* [STATED EXERCISE]: Give the data below again, word for word.
▶
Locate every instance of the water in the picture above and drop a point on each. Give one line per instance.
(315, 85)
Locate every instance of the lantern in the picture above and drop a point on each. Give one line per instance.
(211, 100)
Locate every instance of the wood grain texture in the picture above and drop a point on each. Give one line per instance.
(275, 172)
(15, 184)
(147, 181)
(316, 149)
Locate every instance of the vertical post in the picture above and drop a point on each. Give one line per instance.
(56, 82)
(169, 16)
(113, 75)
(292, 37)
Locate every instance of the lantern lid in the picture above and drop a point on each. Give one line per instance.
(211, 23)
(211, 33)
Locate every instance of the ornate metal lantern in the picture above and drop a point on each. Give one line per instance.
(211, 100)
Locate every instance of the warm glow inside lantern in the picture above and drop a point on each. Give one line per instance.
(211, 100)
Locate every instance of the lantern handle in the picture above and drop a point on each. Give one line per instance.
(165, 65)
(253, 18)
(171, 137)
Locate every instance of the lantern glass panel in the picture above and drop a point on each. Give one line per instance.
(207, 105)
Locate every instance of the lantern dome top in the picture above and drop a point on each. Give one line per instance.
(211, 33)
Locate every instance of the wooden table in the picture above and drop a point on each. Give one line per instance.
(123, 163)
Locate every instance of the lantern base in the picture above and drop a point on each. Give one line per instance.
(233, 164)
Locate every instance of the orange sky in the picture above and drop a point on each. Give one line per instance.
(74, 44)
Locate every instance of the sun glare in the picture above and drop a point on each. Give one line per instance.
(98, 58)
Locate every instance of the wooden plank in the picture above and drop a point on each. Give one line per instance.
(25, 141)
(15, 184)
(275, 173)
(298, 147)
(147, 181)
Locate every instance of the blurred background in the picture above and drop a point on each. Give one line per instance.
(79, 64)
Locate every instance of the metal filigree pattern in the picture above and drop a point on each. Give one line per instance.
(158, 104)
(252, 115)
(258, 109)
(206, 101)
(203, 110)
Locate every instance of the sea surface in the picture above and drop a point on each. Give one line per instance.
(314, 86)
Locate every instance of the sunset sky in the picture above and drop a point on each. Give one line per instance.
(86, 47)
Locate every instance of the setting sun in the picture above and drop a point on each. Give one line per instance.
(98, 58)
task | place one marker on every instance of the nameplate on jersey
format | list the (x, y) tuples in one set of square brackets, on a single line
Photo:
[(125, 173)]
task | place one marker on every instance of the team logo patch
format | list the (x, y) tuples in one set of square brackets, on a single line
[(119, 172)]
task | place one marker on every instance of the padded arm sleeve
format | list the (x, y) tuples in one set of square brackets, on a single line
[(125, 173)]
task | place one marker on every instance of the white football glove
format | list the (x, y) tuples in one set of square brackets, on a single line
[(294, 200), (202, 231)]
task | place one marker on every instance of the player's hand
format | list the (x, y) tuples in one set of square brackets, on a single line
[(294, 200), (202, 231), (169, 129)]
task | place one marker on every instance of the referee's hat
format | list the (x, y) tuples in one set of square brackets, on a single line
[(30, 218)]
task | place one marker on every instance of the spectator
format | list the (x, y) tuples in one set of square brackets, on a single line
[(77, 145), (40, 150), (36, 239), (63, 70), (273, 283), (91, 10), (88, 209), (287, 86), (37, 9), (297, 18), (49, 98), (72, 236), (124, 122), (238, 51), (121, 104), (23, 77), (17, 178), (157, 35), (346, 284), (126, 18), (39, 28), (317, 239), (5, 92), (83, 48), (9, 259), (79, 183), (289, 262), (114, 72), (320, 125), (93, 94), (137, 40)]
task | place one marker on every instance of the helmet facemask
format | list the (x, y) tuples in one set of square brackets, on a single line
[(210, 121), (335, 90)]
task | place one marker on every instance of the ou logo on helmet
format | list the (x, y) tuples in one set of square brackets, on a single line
◀
* [RESPONSE]:
Locate every instance of the water in the picture above and drop a point on each. Give one line per instance.
(315, 85)
Locate every instance of the lantern in the picture above and drop a point on each. Give one line per instance.
(211, 100)
Locate every instance of the wood grain texture in the picture above and drop a point on each. Give one line per instance.
(275, 172)
(15, 184)
(147, 181)
(316, 149)
Locate every instance of the vertical post in the picture above and drop a point on each. Give one line per instance.
(56, 82)
(169, 16)
(113, 75)
(292, 37)
Locate every instance of the lantern lid in the picture above and drop a point on each. Give one line per instance.
(211, 23)
(211, 33)
Locate every instance of the ornate metal lantern in the picture above and drop a point on each. Give one line per instance.
(211, 100)
Locate every instance of the warm glow inside lantern in the picture above and drop a point on each. Give one line per instance.
(211, 100)
Locate every instance of the lantern handle in the picture above and drop a point on each. Give one line per instance.
(165, 65)
(253, 18)
(171, 137)
Locate every instance of the lantern glass panel in the picture above and drop a point on each. Give one line per instance.
(207, 105)
Locate every instance of the lantern dome top in the picture above and drop a point on each. Give one line per instance.
(211, 33)
Locate every instance of the wooden table in the picture above and drop a point on each. Give one line per instance.
(123, 163)
Locate every instance of the lantern base in the picture above and drop a point on each. Give one line per instance.
(233, 164)
Locate every instance of the orange sky in the picture above and drop a point on each. Give one line per instance.
(74, 44)
Locate every instance of the sun glare in the picture above and drop a point on each. Give one line per instance.
(98, 58)
Locate every instance of the wooden plank in the picture above and drop a point on each. Give one line per instance.
(25, 141)
(15, 184)
(275, 173)
(298, 147)
(147, 181)
Locate every instance of the blurred background in the picture above and drop a point on each. Give one line per instance.
(79, 64)
Locate every instance of the metal filigree pattern in the picture above and drop a point on each. Give one line per instance.
(158, 104)
(252, 115)
(258, 109)
(206, 101)
(203, 110)
Locate every instance of the sea surface in the picture above and drop a point on each. Give one line per instance.
(314, 86)
Locate every instance of the sunset sky in the picture above and drop a point on each. Give one line per instance.
(86, 47)
Locate every instance of the setting sun in the picture above and drop a point on each. Give one line per instance.
(98, 58)
task | place one marker on every instance of the nameplate on jersey
format | list the (x, y) tuples in one set of square brackets, on a single line
Photo:
[(125, 173)]
task | place one marker on every instance of the team logo patch
format | list the (x, y) tuples in one set of square brackets, on a single line
[(119, 172)]
task | place one marker on every instance of the padded arm sleeve
format | list the (x, y) tuples in one set of square brackets, on a single line
[(125, 173)]
task | place one marker on every instance of the white football glove
format | list the (x, y) tuples in one set of square brackets, on a single line
[(294, 200), (202, 231)]
task | place one marker on every instance of the player's hand
format | list the (x, y) tuples in one set of square brackets, on a single line
[(294, 200), (202, 231), (169, 129)]
task | place one marker on every instance of the referee's hat
format | list the (x, y) tuples in one set of square brackets, on a single line
[(30, 218)]
task | place one marker on every instance of the spectator
format | list the (x, y) tuples in one set of square brackets, on a single line
[(77, 145), (40, 150), (36, 239), (63, 70), (273, 283), (91, 10), (88, 209), (287, 86), (37, 9), (297, 18), (49, 98), (72, 236), (124, 122), (238, 51), (121, 104), (23, 77), (17, 178), (157, 35), (346, 284), (126, 18), (39, 28), (317, 239), (5, 92), (83, 48), (9, 259), (79, 183), (289, 262), (114, 72), (320, 125), (93, 94), (137, 40)]
task | place one marker on every instance of the helmet facemask
format | list the (x, y) tuples in one set of square brackets, on a single line
[(210, 121), (335, 90)]
task | place one marker on every instance of the ou logo on helmet
format | list the (x, y) tuples in one set of square brackets, on a single line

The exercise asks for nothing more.